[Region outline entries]
- - -
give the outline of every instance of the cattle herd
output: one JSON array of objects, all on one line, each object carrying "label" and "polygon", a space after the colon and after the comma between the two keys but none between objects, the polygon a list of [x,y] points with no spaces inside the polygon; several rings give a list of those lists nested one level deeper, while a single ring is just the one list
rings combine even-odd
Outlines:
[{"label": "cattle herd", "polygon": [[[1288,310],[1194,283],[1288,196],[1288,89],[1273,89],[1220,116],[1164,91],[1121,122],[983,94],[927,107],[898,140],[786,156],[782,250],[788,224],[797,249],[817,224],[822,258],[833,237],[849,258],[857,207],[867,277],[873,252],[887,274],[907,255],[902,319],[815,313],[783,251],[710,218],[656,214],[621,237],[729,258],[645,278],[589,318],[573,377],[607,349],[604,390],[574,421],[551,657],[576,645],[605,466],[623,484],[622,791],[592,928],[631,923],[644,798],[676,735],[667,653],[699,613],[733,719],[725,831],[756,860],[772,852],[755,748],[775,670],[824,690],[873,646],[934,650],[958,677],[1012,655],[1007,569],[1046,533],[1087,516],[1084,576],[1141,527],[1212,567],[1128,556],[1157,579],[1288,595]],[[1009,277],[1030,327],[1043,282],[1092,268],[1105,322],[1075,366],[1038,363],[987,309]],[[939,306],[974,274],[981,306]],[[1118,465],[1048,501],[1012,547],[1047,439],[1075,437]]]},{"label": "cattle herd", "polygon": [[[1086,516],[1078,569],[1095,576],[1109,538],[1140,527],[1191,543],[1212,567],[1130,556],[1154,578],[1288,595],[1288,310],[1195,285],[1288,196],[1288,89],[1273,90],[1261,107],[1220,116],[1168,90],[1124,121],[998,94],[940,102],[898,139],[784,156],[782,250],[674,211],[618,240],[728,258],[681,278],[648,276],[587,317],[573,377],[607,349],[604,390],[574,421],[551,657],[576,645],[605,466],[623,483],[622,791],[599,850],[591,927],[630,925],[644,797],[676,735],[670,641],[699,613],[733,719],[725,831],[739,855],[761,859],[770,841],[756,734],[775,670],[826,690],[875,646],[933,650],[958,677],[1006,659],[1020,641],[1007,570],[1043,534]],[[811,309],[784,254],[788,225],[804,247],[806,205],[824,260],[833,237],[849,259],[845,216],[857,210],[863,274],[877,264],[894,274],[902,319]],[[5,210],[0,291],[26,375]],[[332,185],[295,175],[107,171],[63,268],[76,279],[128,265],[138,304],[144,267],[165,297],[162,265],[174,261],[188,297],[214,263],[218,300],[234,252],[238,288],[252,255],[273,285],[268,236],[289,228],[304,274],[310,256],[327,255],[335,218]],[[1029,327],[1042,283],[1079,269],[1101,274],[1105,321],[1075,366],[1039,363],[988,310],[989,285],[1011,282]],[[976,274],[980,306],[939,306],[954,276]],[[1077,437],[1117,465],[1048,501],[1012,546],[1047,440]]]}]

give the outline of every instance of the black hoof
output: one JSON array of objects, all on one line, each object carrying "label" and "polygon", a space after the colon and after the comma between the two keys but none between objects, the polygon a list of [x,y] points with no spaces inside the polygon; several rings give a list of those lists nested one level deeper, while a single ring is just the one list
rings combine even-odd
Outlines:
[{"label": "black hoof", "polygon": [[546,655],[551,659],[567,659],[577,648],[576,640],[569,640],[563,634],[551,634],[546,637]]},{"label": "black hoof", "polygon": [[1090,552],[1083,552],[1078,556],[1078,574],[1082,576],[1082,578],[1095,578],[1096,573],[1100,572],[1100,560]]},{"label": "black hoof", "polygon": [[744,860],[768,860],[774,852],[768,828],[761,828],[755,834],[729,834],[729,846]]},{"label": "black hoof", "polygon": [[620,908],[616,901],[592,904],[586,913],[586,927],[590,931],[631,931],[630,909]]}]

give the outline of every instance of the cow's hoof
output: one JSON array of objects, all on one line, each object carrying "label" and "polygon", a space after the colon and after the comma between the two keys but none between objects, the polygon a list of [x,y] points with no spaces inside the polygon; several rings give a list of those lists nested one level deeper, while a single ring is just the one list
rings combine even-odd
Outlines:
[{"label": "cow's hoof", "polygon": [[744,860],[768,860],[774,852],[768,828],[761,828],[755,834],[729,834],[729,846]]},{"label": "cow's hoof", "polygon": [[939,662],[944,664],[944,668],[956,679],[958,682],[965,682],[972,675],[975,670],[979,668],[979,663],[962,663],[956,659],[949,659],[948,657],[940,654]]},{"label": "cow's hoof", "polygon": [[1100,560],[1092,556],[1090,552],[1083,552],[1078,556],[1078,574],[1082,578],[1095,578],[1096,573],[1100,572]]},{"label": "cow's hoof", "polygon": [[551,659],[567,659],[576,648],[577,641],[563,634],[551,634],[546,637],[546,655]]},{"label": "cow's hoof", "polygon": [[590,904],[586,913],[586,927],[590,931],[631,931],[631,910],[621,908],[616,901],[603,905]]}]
- - -
## Written problem
Update all of the entries above by replacing "give the outline of every instance of" with "outline each" wherever it occurs, leaving every other part unchanged.

## Answer to this task
outline each the cattle herd
output: one JSON array of objects, all on one line, each object carrying "label" and "polygon", a space after the colon and after the comma between the two keys but none between objects, the polygon a list of [x,y] points with no spaces inside the polygon; several rings give a list of those lists nested one level deeper, while a single ring is just the one list
rings combine even-odd
Outlines:
[{"label": "cattle herd", "polygon": [[[1288,310],[1194,283],[1288,196],[1288,89],[1273,89],[1220,116],[1164,91],[1121,122],[983,94],[927,107],[898,140],[786,156],[782,250],[788,224],[797,249],[817,224],[822,258],[833,237],[849,258],[857,207],[867,277],[873,252],[887,274],[907,255],[902,319],[815,313],[783,251],[710,218],[656,214],[621,237],[729,258],[645,278],[589,318],[573,377],[607,349],[604,390],[574,421],[551,657],[576,645],[605,466],[623,484],[622,791],[592,928],[631,923],[644,798],[676,735],[667,653],[699,613],[733,719],[725,831],[756,860],[772,852],[755,748],[775,670],[824,690],[873,646],[934,650],[958,677],[1012,655],[1007,569],[1046,533],[1087,516],[1084,576],[1141,527],[1212,567],[1128,556],[1157,579],[1288,595]],[[1009,277],[1030,327],[1043,282],[1092,268],[1105,322],[1075,366],[1038,363],[987,309]],[[939,306],[974,274],[981,306]],[[1118,465],[1048,501],[1012,547],[1047,439],[1075,437]]]},{"label": "cattle herd", "polygon": [[[1086,516],[1078,569],[1095,576],[1109,538],[1140,527],[1191,543],[1212,567],[1130,556],[1154,578],[1288,595],[1288,310],[1195,285],[1288,196],[1288,89],[1273,90],[1261,107],[1220,116],[1168,90],[1124,121],[998,94],[940,102],[898,139],[784,156],[782,250],[674,211],[618,240],[728,258],[681,278],[648,276],[587,317],[573,377],[607,349],[604,390],[574,421],[551,657],[576,645],[605,466],[623,483],[622,791],[599,850],[591,927],[630,925],[644,797],[676,735],[670,641],[699,613],[733,719],[725,831],[739,855],[761,859],[770,841],[756,734],[775,670],[826,690],[875,646],[933,650],[958,677],[1006,659],[1020,641],[1007,570],[1043,534]],[[811,309],[784,254],[788,225],[804,247],[806,205],[824,260],[833,237],[849,259],[845,216],[857,210],[863,274],[877,264],[894,274],[902,319]],[[5,210],[0,291],[26,375]],[[332,185],[295,175],[107,171],[63,268],[76,279],[128,265],[138,304],[144,267],[165,297],[162,265],[174,261],[188,297],[214,263],[218,300],[234,252],[238,288],[252,255],[273,285],[268,236],[289,228],[304,274],[310,256],[327,255],[335,218]],[[1029,327],[1042,283],[1079,269],[1101,274],[1105,321],[1075,366],[1039,363],[988,310],[989,285],[1011,282]],[[976,274],[980,306],[939,306],[954,276]],[[1077,437],[1117,465],[1048,501],[1012,546],[1047,440]]]}]

outline each the black hoof
output: one JSON array of objects, all on one line, each object carrying "label" and "polygon", a space after the colon and after the comma between the two keys but none between objects, the polygon a list of [x,y] points with no spaces inside the polygon; several rings give a list of those lists nested one level deeper, while a single ring is just the one list
rings combine even-odd
Outlines:
[{"label": "black hoof", "polygon": [[546,655],[551,659],[567,659],[577,648],[576,640],[569,640],[563,634],[551,634],[546,637]]},{"label": "black hoof", "polygon": [[1090,552],[1083,552],[1078,556],[1078,574],[1082,576],[1082,578],[1095,578],[1096,573],[1100,572],[1100,560]]},{"label": "black hoof", "polygon": [[744,860],[768,860],[774,852],[768,828],[761,828],[755,834],[729,834],[729,846]]},{"label": "black hoof", "polygon": [[620,908],[616,901],[592,904],[586,913],[586,927],[590,931],[631,931],[630,909]]}]

outline each the cow's hoof
output: one JSON array of objects, all on one line, each object carrying "label" and "polygon", a space after the colon and after the comma between the two keys but none between objects, the polygon a list of [x,y] points with no spaces inside the polygon; several rings give a list of those lists nested one level deeper, while a single ring is just the one list
rings combine even-odd
Outlines:
[{"label": "cow's hoof", "polygon": [[744,860],[768,860],[774,852],[768,828],[761,828],[755,834],[729,834],[729,846]]},{"label": "cow's hoof", "polygon": [[939,662],[944,664],[944,668],[956,679],[958,682],[965,682],[972,675],[975,670],[979,668],[979,663],[962,663],[956,659],[949,659],[948,657],[940,654]]},{"label": "cow's hoof", "polygon": [[1100,560],[1092,556],[1090,552],[1083,552],[1078,556],[1078,574],[1082,578],[1095,578],[1096,573],[1100,572]]},{"label": "cow's hoof", "polygon": [[551,659],[567,659],[576,648],[577,641],[563,634],[551,634],[546,637],[546,655]]},{"label": "cow's hoof", "polygon": [[590,904],[586,913],[586,927],[590,931],[631,931],[631,910],[621,908],[616,901],[603,905]]}]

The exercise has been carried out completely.